▶

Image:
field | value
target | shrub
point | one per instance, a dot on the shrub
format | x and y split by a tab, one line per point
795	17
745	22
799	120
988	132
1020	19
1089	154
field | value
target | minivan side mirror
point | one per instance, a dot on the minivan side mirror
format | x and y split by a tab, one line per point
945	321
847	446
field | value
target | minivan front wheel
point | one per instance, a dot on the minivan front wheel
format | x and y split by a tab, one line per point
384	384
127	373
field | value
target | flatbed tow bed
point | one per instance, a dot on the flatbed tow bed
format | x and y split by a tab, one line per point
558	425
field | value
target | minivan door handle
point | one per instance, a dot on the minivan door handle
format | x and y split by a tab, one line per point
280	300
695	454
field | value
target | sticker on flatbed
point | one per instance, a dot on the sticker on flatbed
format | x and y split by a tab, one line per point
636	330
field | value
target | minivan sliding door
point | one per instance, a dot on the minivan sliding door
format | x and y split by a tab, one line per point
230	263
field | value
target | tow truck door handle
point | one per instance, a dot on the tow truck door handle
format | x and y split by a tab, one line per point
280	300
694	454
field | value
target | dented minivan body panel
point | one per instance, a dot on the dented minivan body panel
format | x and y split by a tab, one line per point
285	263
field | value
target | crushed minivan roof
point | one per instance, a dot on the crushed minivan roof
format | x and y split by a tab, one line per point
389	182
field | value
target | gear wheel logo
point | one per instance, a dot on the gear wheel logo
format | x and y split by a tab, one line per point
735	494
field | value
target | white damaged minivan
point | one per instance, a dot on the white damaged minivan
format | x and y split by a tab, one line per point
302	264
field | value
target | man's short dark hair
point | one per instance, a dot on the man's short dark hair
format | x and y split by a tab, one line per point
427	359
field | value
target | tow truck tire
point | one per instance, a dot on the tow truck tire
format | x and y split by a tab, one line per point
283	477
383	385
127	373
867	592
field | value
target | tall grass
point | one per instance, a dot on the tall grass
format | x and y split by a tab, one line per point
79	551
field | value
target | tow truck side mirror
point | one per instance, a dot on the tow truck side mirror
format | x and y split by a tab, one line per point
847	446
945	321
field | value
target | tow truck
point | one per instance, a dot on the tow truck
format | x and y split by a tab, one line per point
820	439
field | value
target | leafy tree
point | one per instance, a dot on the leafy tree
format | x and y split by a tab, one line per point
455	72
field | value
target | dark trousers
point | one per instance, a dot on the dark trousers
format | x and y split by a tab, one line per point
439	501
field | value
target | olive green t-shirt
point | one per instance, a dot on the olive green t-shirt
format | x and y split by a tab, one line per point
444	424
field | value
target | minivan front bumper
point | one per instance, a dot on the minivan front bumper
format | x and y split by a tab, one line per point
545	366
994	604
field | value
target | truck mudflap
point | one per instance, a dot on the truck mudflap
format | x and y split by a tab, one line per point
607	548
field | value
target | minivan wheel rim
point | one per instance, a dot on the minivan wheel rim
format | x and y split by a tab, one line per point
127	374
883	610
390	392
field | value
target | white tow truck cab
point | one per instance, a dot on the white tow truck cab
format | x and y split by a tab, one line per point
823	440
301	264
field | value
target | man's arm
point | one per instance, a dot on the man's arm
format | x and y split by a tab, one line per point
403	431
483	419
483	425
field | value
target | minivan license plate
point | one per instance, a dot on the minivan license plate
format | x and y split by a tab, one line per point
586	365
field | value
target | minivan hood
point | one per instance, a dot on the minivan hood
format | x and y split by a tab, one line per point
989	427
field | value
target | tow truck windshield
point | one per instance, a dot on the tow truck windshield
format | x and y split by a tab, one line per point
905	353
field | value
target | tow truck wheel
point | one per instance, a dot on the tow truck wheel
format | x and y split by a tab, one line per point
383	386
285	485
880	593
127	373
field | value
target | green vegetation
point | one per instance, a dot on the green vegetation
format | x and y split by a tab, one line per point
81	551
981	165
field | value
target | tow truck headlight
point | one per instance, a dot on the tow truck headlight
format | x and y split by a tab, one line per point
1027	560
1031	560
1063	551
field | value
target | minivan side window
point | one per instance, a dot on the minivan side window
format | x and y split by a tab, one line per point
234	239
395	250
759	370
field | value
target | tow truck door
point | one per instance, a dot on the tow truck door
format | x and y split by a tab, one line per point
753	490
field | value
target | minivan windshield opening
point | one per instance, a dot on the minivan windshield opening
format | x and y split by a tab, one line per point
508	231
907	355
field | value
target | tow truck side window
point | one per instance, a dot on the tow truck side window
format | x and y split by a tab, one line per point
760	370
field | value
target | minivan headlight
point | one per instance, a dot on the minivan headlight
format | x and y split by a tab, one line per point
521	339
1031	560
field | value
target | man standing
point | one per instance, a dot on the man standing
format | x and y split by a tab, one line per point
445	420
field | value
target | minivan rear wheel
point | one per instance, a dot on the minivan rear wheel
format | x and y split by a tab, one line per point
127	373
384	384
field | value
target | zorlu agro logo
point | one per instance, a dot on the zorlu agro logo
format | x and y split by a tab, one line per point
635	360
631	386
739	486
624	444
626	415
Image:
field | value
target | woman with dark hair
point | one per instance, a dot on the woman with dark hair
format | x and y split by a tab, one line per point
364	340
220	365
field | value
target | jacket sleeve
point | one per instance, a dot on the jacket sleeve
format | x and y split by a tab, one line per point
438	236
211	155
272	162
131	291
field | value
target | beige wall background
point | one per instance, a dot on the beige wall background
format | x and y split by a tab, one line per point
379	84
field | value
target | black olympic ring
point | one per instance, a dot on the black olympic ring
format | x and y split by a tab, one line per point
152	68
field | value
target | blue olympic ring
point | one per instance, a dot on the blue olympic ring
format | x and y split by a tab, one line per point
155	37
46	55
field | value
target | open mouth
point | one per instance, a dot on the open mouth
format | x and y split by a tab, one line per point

◀

◆ **PROBLEM TO WORK ON**
Only a number is wanted here: the count of lines in the data that contain the string "sleeve".

◆ **SOLUTION TO THIS EXERCISE**
2